Stored items

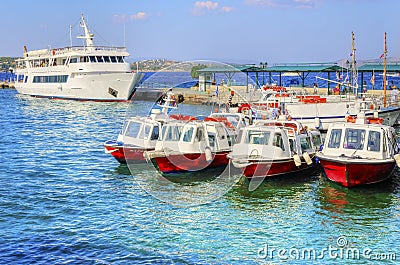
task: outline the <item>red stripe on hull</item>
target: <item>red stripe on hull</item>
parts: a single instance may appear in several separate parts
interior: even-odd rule
[[[226,166],[229,163],[226,155],[229,152],[213,154],[213,160],[208,162],[205,154],[180,154],[151,159],[153,165],[161,173],[183,173],[190,171],[201,171],[215,167]]]
[[[319,159],[328,179],[344,187],[372,184],[389,178],[396,166],[394,161],[382,163],[341,163]]]
[[[254,164],[244,168],[243,175],[247,178],[273,177],[298,173],[312,166],[313,164],[307,165],[305,162],[302,162],[301,166],[297,167],[293,159],[287,161],[254,162]]]
[[[154,149],[138,149],[129,147],[114,147],[105,146],[107,151],[113,151],[111,155],[118,160],[121,164],[128,163],[145,163],[146,159],[143,157],[145,151],[151,151]]]

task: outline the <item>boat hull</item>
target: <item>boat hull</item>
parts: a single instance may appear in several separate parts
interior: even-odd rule
[[[396,166],[394,160],[318,159],[328,179],[349,188],[383,181],[392,175]]]
[[[34,74],[31,74],[34,75]],[[66,83],[16,82],[18,93],[38,98],[124,102],[132,99],[140,73],[98,73],[69,78]]]
[[[185,172],[199,172],[211,168],[227,166],[226,157],[229,152],[213,154],[213,159],[207,161],[204,153],[171,154],[151,158],[151,162],[162,174],[176,174]]]
[[[293,159],[272,160],[272,161],[249,161],[249,165],[242,168],[242,173],[246,178],[270,178],[283,175],[301,173],[302,171],[313,168],[314,163],[308,165],[302,161],[300,166],[296,166]]]
[[[318,127],[319,130],[327,131],[330,124],[345,121],[347,108],[344,104],[346,103],[288,104],[287,109],[292,119],[301,122],[304,126],[309,128]],[[341,114],[338,109],[342,111]],[[310,115],[316,110],[318,110],[319,115]],[[357,113],[350,114],[356,116]],[[367,110],[365,116],[374,117],[374,111]],[[393,126],[400,117],[400,107],[382,108],[378,110],[378,117],[383,118],[385,124]],[[318,118],[318,121],[316,118]]]
[[[108,141],[104,144],[105,153],[111,154],[121,164],[145,163],[143,153],[152,151],[154,148],[144,148],[139,146],[124,146],[122,142]]]

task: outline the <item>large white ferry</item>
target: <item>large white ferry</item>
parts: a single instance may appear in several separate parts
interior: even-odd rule
[[[84,46],[27,51],[17,60],[15,88],[35,97],[128,101],[142,74],[133,73],[125,47],[94,46],[93,33],[81,16]]]

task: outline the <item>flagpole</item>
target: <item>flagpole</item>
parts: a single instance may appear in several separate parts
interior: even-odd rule
[[[386,108],[386,32],[385,32],[385,42],[384,42],[384,50],[383,50],[383,106]]]

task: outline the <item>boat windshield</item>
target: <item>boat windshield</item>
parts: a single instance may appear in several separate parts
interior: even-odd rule
[[[247,131],[245,143],[268,145],[271,132],[260,132],[257,130]]]
[[[314,148],[319,148],[322,144],[322,139],[321,139],[321,135],[319,134],[311,134],[312,136],[312,144],[314,146]]]
[[[309,137],[302,137],[300,138],[300,145],[301,145],[301,150],[306,151],[306,150],[311,150],[311,141]]]
[[[170,124],[162,127],[162,137],[164,141],[179,141],[182,133],[182,124]]]
[[[149,139],[149,135],[151,132],[151,125],[150,124],[143,124],[142,129],[140,130],[139,139]]]
[[[381,133],[377,131],[369,131],[368,133],[368,151],[381,151]]]
[[[192,141],[194,129],[195,128],[193,126],[190,126],[189,128],[188,127],[184,128],[183,139],[182,139],[184,142]]]
[[[339,148],[340,138],[342,137],[342,129],[332,129],[329,137],[328,148]]]
[[[129,122],[125,135],[136,138],[138,136],[141,126],[142,126],[141,122],[136,122],[136,121]]]
[[[343,148],[362,150],[364,147],[365,130],[347,128],[345,131]]]

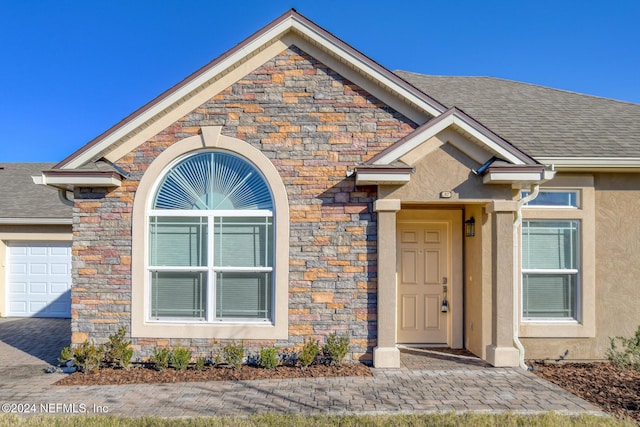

» **About this exercise**
What lines above contain "target"? Copy them out.

» **Solution to this problem**
target: <item>red stripe on hull</item>
target: <item>boat hull</item>
target: <item>large white ferry</item>
target: <item>flagpole</item>
target: <item>boat windshield</item>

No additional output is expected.